OpenGL rendering/updating loop issues - opengl

I'm wondering how e.g. graphic (/game) engines do their job with lot's of heterogeneous data while a customized simple rendering loop turns into a nightmare when you have some small changes.
Example:
First, let's say we have some blocks in our scene.
Graphic-Engine: create cubes and move them
Customized: create cube template for vertices, normals, etc. copy and translate them to the position and copy e.g. in a vbo. One glDraw* call does the job.
Second, some weird logic. We want block 1, 4, 7, ... to rotate on x-axis, 2, 5, 8, ... on y-axis and 3, 6, 9 on z-axis with a rotation speed linear to the camera distance.
Graphic-Engine: manipulating object's matrix and it works
Customized: (I think) per object glDraw* call with changing model-matrix uniform is not a good idea, so a translation matrix should be something like an attribute? I have to update them every frame.
Third, a block should disappear if the distance to the camera is lower than any const value Q.
Graphic-Engine: if (object.distance(camera) < Q) scene.drop(object);
Customized: (I think) our vbo is invalid and we have to recreate it?
Again to the very first sentence: it feels like engines do those manipulations for free, while we have to rethink how to provide and update data. And while we do so, the engine (might, but I actually don't know) say: 'update whatever you want, at least I'm going to send all matrizes'.
Another Example: What about a voxel-based world (e.g. Minecraft) where we only draw the visible surface, and we are able to throw a bomb and destroy many voxels. If the world's view data is in one huge buffer we only have one glDraw*-call but have to recreate the buffer every time then. If there are smaller chunks, we have many glDraw*-calls and also have to manipulate buffers, which are smaller.

────────────────────────────────────────

## [What to do]
Decide whether each statement agrees with the OpenGL post, answering yes or no and quoting the deciding words: (a) In the first example, the customized approach draws the blocks with a single glDraw* call. (b) The writer is sure the engine sends all matrices. (c) In the voxel example, keeping the world's view data in one huge buffer means recreating that buffer every time. The data that follows comes from a different source than the OpenGL post.

────────────────────────────────────────

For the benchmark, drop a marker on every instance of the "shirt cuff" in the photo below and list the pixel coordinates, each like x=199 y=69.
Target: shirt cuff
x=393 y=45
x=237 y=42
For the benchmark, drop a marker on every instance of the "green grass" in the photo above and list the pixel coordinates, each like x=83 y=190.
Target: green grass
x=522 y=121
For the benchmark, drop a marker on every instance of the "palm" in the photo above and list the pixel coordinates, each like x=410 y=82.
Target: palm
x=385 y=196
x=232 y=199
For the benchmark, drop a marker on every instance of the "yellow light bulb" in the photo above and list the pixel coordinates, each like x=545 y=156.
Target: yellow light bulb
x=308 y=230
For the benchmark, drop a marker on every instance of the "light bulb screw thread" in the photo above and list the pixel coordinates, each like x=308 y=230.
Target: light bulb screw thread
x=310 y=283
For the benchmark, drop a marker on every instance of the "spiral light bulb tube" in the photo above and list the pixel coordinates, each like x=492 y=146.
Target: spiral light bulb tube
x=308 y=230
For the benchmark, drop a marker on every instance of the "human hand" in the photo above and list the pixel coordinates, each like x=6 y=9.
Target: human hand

────────────────────────────────────────

## [Right answer]
(a) Yes: "One glDraw* call does the job."
(b) No: "the engine (might, but I actually don't know) say"
(c) Yes: "have to recreate the buffer every time then"